Saved entries:
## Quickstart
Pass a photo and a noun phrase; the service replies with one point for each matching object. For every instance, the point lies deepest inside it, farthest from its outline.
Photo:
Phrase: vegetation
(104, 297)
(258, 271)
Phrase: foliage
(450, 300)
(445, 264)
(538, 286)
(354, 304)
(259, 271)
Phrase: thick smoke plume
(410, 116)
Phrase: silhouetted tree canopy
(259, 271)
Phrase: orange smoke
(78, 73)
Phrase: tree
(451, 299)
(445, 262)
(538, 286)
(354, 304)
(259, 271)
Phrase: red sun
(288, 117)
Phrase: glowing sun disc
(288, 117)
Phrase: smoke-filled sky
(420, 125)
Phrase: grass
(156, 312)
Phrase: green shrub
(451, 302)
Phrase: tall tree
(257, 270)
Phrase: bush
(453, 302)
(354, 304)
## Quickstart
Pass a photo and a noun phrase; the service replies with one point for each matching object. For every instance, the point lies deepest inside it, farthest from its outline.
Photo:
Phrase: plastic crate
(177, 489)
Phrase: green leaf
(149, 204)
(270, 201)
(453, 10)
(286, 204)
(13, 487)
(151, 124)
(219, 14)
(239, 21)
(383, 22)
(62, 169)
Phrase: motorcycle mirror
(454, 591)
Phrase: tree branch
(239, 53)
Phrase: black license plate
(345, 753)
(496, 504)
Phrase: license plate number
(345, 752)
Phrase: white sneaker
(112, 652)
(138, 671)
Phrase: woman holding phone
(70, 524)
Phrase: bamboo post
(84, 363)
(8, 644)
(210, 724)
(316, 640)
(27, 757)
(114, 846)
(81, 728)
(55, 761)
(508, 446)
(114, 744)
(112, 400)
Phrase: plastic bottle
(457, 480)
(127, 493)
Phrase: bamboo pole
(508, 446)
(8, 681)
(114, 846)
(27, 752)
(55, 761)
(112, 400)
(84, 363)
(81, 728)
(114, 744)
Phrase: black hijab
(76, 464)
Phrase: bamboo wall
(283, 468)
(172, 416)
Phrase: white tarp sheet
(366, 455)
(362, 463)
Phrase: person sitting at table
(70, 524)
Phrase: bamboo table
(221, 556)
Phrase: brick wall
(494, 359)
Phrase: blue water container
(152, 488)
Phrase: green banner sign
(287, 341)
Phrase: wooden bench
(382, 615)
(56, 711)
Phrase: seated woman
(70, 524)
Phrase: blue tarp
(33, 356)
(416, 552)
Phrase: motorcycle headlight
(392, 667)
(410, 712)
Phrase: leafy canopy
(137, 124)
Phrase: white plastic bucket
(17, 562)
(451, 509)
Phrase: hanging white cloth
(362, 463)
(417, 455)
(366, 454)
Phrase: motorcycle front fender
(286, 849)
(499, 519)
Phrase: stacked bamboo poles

### Your goal
Give back the data above exactly as it appears.

### Written answer
## Quickstart
Pass a photo and a noun phrase; the service replies with one point for each matching object. For every instance, the point lies deepest inside it, farthest from its outline.
Photo:
Phrase: vegetation
(104, 297)
(258, 271)
Phrase: foliage
(450, 300)
(445, 264)
(538, 286)
(354, 304)
(259, 271)
Phrase: thick smoke plume
(410, 116)
Phrase: silhouetted tree canopy
(259, 271)
Phrase: orange smoke
(78, 73)
Phrase: tree
(451, 299)
(445, 262)
(538, 286)
(354, 304)
(259, 271)
Phrase: red sun
(288, 117)
Phrase: glowing sun disc
(288, 117)
Phrase: smoke-filled sky
(420, 125)
Phrase: grass
(156, 312)
Phrase: green shrub
(451, 302)
Phrase: tall tree
(257, 270)
Phrase: bush
(453, 302)
(354, 304)
## Quickstart
Pass a photo and a noun phrase; the service replies with one point for each matching object. For every instance, the point lies deepest inside it, farthest from its outline.
Photo:
Phrase: plastic crate
(177, 489)
Phrase: green leaf
(149, 204)
(270, 201)
(453, 10)
(286, 204)
(13, 487)
(151, 124)
(219, 14)
(239, 21)
(383, 22)
(62, 169)
Phrase: motorcycle mirror
(454, 591)
Phrase: tree branch
(239, 53)
Phrase: black license plate
(345, 753)
(496, 504)
Phrase: license plate number
(345, 752)
Phrase: white sneaker
(112, 652)
(138, 671)
Phrase: woman holding phone
(70, 524)
Phrase: bamboo post
(84, 363)
(8, 644)
(210, 724)
(316, 640)
(27, 757)
(114, 846)
(81, 728)
(55, 761)
(508, 446)
(114, 744)
(112, 400)
Phrase: plastic bottle
(457, 480)
(127, 493)
Phrase: bamboo pole
(508, 446)
(8, 681)
(114, 846)
(27, 752)
(55, 761)
(112, 400)
(84, 363)
(81, 728)
(114, 744)
Phrase: black hijab
(76, 464)
Phrase: bamboo wall
(283, 468)
(172, 416)
Phrase: white tarp sheet
(366, 455)
(362, 463)
Phrase: person sitting at table
(70, 524)
Phrase: bamboo table
(221, 556)
Phrase: brick wall
(494, 359)
Phrase: blue water container
(152, 488)
Phrase: green banner sign
(287, 341)
Phrase: wooden bench
(382, 615)
(56, 711)
Phrase: seated woman
(70, 524)
Phrase: blue tarp
(33, 356)
(416, 552)
Phrase: motorcycle headlight
(392, 667)
(410, 712)
Phrase: leafy canopy
(137, 124)
Phrase: white plastic bucket
(17, 562)
(451, 509)
Phrase: hanging white cloth
(362, 463)
(417, 455)
(366, 454)
Phrase: motorcycle front fender
(286, 849)
(499, 519)
Phrase: stacked bamboo poles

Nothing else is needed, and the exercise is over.